• _BRANO_:
================
Sta
di
fatto che si vive ormai come se. Il come è interno, non è
formale. Diciamo, come se qualcosa fosse atteso dappertutto e da tutte
le parti, tale che cambi in un punto solo tutte le cose dal nero al
bianco.
Sta di fatto che, al presente, viviamo come se qualcosa di formidabile
stia per farsi realtà. Che ciò paia soltanto e non sia
poi
vero, o lo sia senza che gli aspettanti riconoscano quanto di altro
comincia
realmente ad operare, è faccenda della quale discuteremo. Sta di
fatto che al presente alcuni di noi vivono come se qualcosa di
formidabile
stia per entrare finalmente nella realtà. Adesso vai a credere
che
l'altro, il formidabile consista davvero nello squallido suolo lunare,
su cui dei militari americani (ma avrebbero potuto essere sovietici e
faceva
lo stesso) hanno passeggiato faticosamente. Qui si tratta nientemeno
che
della possibilità che il nostro essere partecipi direttamente
dell'altro,
e il potere, stupidamente,
non riesce
a proporre come novità che la doppia sciocchezza
dell'esplorazione
dell'abbaino. Avessero almeno pensato a utilizzare l'energia psichica
dei
milioni di individui giacenti sui marciapiedi e i cigli stradali del
mondo.
Ma la rozzezza verso la quale respinge l'abitudine
all'oggetto?proprietà
non lascia vedere problemi diversi da quelli del carburante, del mezzo
meccanico o della legge della caduta dei gravi. Ci vuole altro. Eppure,
le cose più vere ci sono. Lasciamo pure andare l'energia
psichica,
ma quei milioni di corpi, non nacquero forse per godere? Qualcuno di
quelli
che possono, ha mai pensato a questo? Certamente no, e tuttavia
è
un pezzo che si ammette che l'essere è la persona. Il discorso
si
fa per quelli che più degli altri risultano di ciò
consapevoli
e va condotto sull'enorme responsabilità che essi si assumono
nel
momento stesso in cui operano come se e basta. A volte si è a
ciò
indotti perché si pone, fondata, l'esigenza, della propaganda,
ma
è innegabile come, parallelamente alla riproduzione in copie di
un oggetto, quella medesima abitudine all'oggetto?proprietà
dà
origine sia al feticismo tipico dell'animale estetico (per cui egli
volentieri
ripone la copia in archivio) sia ad una serie di interventi «
critici
», o discorsi su, in barba all'elementare evidenza che già
l'oggetto estetico è un discorso su, è il come se (e
sarebbe
sufficiente da solo, in tutti i casi, a promuovere la nascita di nuovi
altri oggetti: utilità dello scambio dei prodotti). Ora è
chiaro che su codesti oggetti sono innumerevoli le cose da poter dire,
ma quello che più curiosamente colpisce è che buona parte
di essi, per il solo fatto che circola su canali privati di
distribuzione,
è stata prodotta dall'autore sotto l'illusione di essersi
sottratto
al condizionamento dell'industria culturale. Ma, allora, la
riproduzione
in copie? La piccola società estetica entro la quale sono
effettuati
questi scambi, conta, per la propria espansione, sui medesimi
princìpi
(foss'anche solo quello riproduttivo) della grande società
industriale
e finisce con il dimenticare che la sua stessa ragion d'essere è
proprio il rifiuto della seconda e dei mezzi che le son propri.
================
• _MATERIALE_:
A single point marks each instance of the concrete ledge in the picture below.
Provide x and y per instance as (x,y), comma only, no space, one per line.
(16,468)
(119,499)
================
• _ELENCO DEI COMPITI_:
• 1. Rispondi alle domande seguenti sul brano.
(a) Su quale suolo hanno passeggiato faticosamente dei militari americani?
(b) Che cosa avrebbero potuto almeno pensare di utilizzare?
(c) Sotto quale illusione è stata prodotta buona parte degli oggetti che circolano su canali privati di distribuzione?
• 2. Per favore, indica se ciascuna affermazione concorda con il brano e cita le parole che lo stabiliscono.
(a) Il come è formale.
(b) I militari avrebbero potuto essere sovietici.
(c) Per la propria espansione, la piccola società estetica conta su princìpi diversi da quelli della grande società industriale.

• _SOLUZIONI DELL'ESERCIZIO_:
• 1.
(a) Sullo squallido suolo lunare.
(b) L'energia psichica dei milioni di individui giacenti sui marciapiedi e i cigli stradali del mondo.
(c) L'illusione di essersi sottratto al condizionamento dell'industria culturale.

• 2.
(a) No: "Il come è interno, non è formale."
(b) Sì: "ma avrebbero potuto essere sovietici e faceva lo stesso"
(c) No: "conta, per la propria espansione, sui medesimi princìpi"